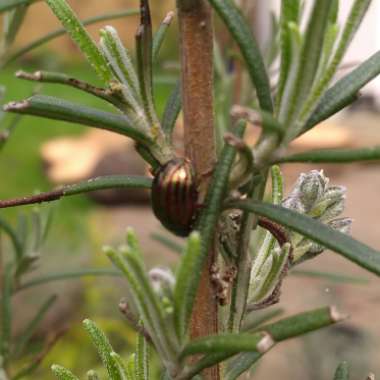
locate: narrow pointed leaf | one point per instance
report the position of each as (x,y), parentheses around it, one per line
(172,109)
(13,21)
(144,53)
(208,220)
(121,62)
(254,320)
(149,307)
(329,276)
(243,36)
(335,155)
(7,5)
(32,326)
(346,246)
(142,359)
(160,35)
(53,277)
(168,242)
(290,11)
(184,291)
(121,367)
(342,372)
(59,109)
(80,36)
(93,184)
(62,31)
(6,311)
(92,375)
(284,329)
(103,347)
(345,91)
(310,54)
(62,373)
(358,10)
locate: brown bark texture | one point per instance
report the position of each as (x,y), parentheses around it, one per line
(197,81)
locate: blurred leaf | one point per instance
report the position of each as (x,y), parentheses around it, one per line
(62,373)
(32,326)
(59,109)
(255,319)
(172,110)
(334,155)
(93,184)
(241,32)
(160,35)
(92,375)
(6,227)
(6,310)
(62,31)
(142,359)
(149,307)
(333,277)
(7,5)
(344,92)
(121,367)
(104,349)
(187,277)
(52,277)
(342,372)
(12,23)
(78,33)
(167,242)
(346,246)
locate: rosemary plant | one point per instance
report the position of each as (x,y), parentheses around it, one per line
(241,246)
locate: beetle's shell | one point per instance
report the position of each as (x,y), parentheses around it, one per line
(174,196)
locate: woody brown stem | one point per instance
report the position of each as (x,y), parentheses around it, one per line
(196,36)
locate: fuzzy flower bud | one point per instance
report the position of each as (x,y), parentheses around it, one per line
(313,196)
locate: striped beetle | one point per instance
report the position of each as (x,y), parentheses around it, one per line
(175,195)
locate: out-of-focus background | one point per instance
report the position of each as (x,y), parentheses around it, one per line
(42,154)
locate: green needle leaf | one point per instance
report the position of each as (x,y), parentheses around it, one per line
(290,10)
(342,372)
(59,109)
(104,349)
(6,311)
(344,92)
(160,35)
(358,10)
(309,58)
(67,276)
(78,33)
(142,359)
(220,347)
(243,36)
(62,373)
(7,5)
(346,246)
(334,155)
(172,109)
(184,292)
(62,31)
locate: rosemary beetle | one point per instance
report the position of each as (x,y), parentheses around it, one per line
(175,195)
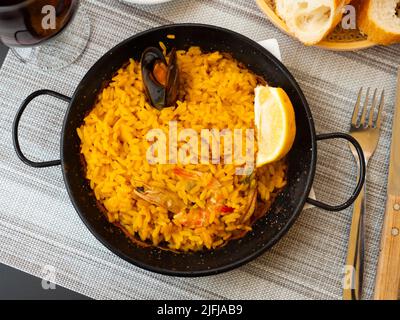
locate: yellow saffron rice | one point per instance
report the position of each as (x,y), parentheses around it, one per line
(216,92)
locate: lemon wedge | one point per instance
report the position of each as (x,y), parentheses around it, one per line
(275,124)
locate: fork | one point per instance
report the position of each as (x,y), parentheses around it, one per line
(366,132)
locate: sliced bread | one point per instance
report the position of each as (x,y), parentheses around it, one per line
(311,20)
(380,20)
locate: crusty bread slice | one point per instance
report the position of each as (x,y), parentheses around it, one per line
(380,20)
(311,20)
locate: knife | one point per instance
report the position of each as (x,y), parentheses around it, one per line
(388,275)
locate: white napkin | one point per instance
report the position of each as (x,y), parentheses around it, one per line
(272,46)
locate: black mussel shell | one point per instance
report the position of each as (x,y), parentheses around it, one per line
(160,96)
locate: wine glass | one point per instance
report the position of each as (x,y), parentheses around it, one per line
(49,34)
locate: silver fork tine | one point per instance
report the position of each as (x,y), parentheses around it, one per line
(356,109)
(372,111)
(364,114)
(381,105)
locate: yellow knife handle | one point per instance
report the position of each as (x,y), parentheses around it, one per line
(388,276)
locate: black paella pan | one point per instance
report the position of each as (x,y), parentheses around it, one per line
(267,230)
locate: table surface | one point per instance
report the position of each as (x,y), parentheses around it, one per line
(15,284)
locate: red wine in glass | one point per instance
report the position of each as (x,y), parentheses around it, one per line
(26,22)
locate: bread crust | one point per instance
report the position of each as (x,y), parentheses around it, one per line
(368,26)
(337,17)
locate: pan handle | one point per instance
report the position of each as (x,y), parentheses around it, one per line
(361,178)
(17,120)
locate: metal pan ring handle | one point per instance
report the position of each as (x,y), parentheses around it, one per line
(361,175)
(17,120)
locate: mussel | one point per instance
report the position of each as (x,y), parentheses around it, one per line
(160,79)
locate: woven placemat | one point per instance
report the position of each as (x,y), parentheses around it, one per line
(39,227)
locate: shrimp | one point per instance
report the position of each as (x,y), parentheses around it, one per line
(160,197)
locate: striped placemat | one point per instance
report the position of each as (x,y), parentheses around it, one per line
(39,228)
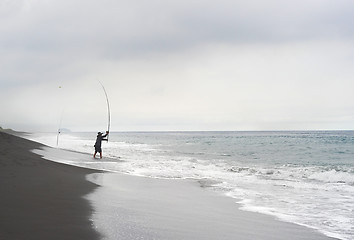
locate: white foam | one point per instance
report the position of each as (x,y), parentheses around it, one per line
○ ○ ○ ○
Starting with the line that holds "locate: red wine", repeat exactly every line through the end of the material above, both ends included, without the pictures.

## THE RESULT
locate: red wine in glass | one point per instance
report the position of each as (x,y), parentheses around it, one per line
(26,22)
locate: bread crust | one point per instance
report the position of each as (x,y), parentheses around it, one per line
(368,26)
(337,17)
locate: pan handle | one point per instance
report the position of each as (x,y), parentheses around it, one per line
(361,178)
(17,120)
locate: metal pan ring handle | one point per instance
report the position of each as (x,y), parentheses around it, one per line
(361,175)
(17,120)
locate: mussel | one point per instance
report the position of each as (x,y), parentheses around it, one per line
(160,79)
locate: woven placemat | one point per instance
report the position of each as (x,y), parentheses around it, one per line
(39,227)
locate: shrimp | one point per instance
report the position of each as (x,y), parentheses around it, one per line
(160,197)
locate: striped placemat | one point per instance
report the position of each as (x,y), parentheses around it, one per line
(39,228)
locate: white foam | one point per instance
report the position of each as (x,y), parentheses around it, one per line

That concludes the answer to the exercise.